◆ **THE TASK**
Starting at the line that contains "the teal quilted", restate every line word for word through the end of the entries.

◆ **GIVEN RECORDS**
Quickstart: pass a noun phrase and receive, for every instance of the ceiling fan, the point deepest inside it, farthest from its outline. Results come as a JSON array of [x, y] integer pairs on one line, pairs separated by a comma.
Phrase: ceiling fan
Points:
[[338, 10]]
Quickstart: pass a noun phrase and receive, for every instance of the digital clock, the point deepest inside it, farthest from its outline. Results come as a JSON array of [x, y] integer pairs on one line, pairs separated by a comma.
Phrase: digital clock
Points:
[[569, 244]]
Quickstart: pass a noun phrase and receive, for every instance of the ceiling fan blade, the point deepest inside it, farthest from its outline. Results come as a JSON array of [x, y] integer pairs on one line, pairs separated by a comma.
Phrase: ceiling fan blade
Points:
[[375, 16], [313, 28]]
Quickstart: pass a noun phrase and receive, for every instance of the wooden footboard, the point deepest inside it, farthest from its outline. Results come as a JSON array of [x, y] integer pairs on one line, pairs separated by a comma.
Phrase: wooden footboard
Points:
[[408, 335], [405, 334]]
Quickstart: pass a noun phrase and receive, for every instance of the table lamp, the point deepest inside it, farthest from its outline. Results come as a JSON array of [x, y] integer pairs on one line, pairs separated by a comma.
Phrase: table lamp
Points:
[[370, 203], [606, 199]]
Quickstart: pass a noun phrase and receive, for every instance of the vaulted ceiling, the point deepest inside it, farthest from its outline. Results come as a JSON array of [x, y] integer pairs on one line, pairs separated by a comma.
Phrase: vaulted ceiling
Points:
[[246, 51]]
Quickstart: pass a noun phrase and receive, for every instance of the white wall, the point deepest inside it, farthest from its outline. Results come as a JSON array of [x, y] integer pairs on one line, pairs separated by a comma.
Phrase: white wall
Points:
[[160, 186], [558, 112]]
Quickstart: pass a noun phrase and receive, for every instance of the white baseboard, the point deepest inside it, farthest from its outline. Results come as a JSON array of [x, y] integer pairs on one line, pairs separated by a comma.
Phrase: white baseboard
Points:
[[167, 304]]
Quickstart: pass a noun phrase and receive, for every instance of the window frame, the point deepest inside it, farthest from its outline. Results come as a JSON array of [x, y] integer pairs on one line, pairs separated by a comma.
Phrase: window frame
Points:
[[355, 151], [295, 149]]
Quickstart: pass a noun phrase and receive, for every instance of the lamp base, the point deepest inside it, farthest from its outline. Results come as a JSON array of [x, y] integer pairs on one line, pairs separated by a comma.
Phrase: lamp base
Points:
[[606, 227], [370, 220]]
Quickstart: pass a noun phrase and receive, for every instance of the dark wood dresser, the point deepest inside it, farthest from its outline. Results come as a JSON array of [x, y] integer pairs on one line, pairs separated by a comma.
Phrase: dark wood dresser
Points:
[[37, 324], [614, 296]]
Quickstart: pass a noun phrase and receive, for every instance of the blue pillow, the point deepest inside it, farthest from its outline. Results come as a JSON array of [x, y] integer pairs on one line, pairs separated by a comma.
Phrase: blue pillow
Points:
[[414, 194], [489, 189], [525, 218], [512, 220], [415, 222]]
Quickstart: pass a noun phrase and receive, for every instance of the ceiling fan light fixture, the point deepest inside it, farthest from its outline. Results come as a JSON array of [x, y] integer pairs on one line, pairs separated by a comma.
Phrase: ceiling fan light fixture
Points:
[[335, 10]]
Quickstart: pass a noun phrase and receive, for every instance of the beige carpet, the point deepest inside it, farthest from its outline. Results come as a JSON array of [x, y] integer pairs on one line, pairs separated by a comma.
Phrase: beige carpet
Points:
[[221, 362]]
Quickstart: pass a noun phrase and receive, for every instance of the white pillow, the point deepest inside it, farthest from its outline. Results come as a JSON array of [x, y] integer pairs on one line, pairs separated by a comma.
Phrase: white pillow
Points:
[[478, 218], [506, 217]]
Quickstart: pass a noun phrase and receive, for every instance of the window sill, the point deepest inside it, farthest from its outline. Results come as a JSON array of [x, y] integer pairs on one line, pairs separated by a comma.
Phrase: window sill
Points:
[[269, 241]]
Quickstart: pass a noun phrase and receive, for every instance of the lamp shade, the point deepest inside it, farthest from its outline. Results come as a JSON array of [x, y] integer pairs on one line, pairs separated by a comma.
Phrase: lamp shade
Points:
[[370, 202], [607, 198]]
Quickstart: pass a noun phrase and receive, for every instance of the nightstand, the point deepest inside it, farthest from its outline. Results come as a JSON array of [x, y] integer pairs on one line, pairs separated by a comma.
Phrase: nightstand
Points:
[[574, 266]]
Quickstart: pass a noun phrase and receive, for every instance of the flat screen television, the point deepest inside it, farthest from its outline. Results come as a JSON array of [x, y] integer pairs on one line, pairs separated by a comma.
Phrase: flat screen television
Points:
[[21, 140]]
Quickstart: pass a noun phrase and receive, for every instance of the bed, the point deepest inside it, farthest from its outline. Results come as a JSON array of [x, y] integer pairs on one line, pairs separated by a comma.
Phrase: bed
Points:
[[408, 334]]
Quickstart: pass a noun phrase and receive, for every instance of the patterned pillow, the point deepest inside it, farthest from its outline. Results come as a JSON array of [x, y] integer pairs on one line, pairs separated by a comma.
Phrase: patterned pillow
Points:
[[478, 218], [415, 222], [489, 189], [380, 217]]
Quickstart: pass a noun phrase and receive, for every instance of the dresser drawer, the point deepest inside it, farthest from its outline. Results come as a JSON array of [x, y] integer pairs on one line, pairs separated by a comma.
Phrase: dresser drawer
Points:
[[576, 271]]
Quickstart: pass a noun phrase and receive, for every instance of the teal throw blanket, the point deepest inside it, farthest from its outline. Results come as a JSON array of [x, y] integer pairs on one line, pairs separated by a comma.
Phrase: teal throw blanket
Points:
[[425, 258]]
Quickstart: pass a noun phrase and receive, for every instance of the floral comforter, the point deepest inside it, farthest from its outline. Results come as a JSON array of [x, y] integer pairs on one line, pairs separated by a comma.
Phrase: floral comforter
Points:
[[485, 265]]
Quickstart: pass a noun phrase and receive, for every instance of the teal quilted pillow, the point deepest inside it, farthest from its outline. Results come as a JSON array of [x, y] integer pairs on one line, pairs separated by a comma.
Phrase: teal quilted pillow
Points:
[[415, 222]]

◆ **RESPONSE TO THIS EXERCISE**
Quickstart: pass a noun phrase and receive, for every instance of the teal quilted pillow, the point deepest inside it, farthest from its outline. Results come as a JSON array of [x, y] integer pairs on one line, pairs separated by a comma.
Phrase: teal quilted pillow
Points:
[[415, 222]]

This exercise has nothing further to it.